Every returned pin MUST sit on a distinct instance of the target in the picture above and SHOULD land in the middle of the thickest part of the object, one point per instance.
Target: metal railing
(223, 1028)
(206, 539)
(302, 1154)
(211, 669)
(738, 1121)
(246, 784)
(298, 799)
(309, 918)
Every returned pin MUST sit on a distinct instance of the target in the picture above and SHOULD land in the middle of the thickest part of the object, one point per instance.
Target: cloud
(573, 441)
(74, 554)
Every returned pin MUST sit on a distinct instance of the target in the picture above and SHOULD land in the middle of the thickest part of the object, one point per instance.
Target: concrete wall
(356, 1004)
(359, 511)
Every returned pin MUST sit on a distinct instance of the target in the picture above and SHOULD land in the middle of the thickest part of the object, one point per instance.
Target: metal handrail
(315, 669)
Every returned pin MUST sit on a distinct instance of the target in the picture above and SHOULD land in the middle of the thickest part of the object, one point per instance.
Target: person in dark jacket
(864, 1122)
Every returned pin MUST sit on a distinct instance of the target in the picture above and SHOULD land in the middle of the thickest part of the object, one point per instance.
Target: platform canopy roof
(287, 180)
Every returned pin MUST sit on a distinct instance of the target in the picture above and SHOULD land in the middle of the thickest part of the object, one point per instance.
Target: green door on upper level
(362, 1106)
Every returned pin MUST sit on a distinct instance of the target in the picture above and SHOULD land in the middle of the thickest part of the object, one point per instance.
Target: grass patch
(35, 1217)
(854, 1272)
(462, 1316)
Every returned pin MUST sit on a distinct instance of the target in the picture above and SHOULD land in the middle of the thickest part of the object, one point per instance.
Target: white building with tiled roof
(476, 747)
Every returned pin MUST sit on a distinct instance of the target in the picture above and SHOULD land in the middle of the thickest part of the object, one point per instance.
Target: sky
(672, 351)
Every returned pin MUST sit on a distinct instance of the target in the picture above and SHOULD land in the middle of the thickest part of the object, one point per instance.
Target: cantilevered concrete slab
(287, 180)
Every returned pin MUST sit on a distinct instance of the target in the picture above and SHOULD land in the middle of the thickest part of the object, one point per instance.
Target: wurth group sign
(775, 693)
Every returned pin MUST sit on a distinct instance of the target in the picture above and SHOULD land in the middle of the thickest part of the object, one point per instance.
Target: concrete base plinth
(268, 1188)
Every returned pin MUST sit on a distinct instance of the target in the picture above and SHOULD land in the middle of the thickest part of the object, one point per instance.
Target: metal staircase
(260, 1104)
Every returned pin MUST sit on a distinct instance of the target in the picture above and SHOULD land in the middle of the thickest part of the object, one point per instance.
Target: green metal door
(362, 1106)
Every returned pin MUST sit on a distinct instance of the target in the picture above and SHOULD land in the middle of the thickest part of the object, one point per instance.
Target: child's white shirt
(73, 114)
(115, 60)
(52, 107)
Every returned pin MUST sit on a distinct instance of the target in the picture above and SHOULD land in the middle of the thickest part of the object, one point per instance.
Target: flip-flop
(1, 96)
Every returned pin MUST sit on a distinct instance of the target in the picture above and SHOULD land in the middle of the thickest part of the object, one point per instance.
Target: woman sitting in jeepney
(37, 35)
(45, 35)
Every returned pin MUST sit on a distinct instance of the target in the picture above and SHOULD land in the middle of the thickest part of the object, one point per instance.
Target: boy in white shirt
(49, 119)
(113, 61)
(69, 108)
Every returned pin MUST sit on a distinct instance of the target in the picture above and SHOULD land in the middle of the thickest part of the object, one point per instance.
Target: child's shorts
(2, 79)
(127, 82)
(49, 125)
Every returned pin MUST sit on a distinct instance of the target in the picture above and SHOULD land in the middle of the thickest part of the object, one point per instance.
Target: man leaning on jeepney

* * * * * * *

# YOUR INSTRUCTIONS
Quote all the records exactly, please, leaving none out.

# TASK RESULT
Every returned pin MUST sit on a distinct instance of the target in the picture above and SHOULD land in the middle of the thickest part of the object, one point per instance.
Target: metal railing
(223, 1028)
(206, 539)
(302, 1154)
(211, 669)
(738, 1121)
(246, 784)
(298, 799)
(309, 918)
Every returned pin MUST sit on a distinct instance of the target in the picture above and SHOULD land in the middle of the thickest part of the object, one point per instance.
Target: cloud
(573, 441)
(74, 554)
Every returned pin MUST sit on a distinct instance of the target in the picture above and SHOULD land in the middle of the thickest part of the object, one point per instance.
Target: concrete wall
(356, 1004)
(359, 511)
Every returned pin MUST sit on a distinct instance of the target in the picture above and SHOULD land in the middle of the thickest part of the object, one point per instance.
Target: metal handrail
(315, 669)
Every returned pin MUST sit on a distinct instance of the target in the picture above and SHOULD land in the middle of the thickest part of the object, one point per instance.
Target: person in dark jacket
(864, 1122)
Every returned pin MUST sit on a distinct instance of the target in the picture above and SHOULD land in the middle of the thickest part of the object, one point per instance.
Target: platform canopy roof
(287, 180)
Every returned pin MUST sit on a distinct instance of the target in the picture above and SHOULD land in the middle of the thickest part of the object, one point per instance.
Target: green door on upper level
(362, 1106)
Every returned pin MUST sit on a distinct instance of the target in the picture above and SHOULD land in the middle of the thickest part of the object, one point per instance.
Target: grass patch
(35, 1217)
(854, 1272)
(462, 1316)
Every returned pin MUST sit on a distinct instance of the target in the picture above and SHOULD land in the middle of the thickest part of the object, one point per instance.
Target: white building with tiled roof
(476, 747)
Every returned pin MUST sit on a distinct instance of the target in the picture above and SHOULD land in the middle of the thickest part of the object, one point per instance.
Target: sky
(672, 351)
Every returned pin MUST sit on a distinct instance of the target in the picture above and SHOULD land in the middle of the thickest part of the object, one point per instance.
Target: cantilevered concrete slab
(287, 180)
Every returned pin MUST sit on a distinct instance of the target in the picture above and SHOULD land in the middle of the thickest part of the object, one point per instance.
Target: wurth group sign
(775, 693)
Every returned pin MUST sit on a distinct instance of the target in the picture above and SHOULD land in the middle of the thickest part of the object, one point per instance.
Target: concrete base plinth
(268, 1188)
Every returned pin MUST sit on a distinct instance of the target in the picture above and SHOULD land in the middle of the thickest part of the object, one point per instance.
Target: metal staircase
(260, 1104)
Every returned pin MUST sit on a distinct instance of the target in the picture above and SHOULD land in the middle of the thickest part of the object, one point per instance.
Target: green metal door
(362, 1106)
Every returned pin MUST sit on a distinct instance of the target in the picture above and SHOULD land in the middle of the thickest part of the object, one point per instance.
Target: child's white shirt
(73, 114)
(115, 60)
(52, 107)
Every returned pin MUST sit on a distinct instance of the target in the picture above and SHOULD land in the middle of the thickest part of the object, one point per instance.
Target: flip-flop
(1, 96)
Every returned pin MUST sit on a distinct instance of the target in the picture above and SHOULD land in the middle of the thickest part of the object, one point per instance.
Target: woman sitting in jeepney
(37, 35)
(45, 35)
Every returned pin MUST sit on a distinct instance of the target in the picture above and SHOULD land in the middle of the thickest part of the object, one point per instance.
Target: boy in white shirt
(49, 119)
(113, 61)
(69, 108)
Every returned pin MUST sit on a distinct instance of the target in the picture above and SHOULD land in the middle of the thickest part of the object, one point per instance.
Target: child's shorts
(2, 79)
(127, 82)
(49, 125)
Every returned pin MUST sit on a distinct instance of the target in the picture above and SHOULD land in the middle of the thickest part of the object, one point per instance.
Target: man leaning on jeepney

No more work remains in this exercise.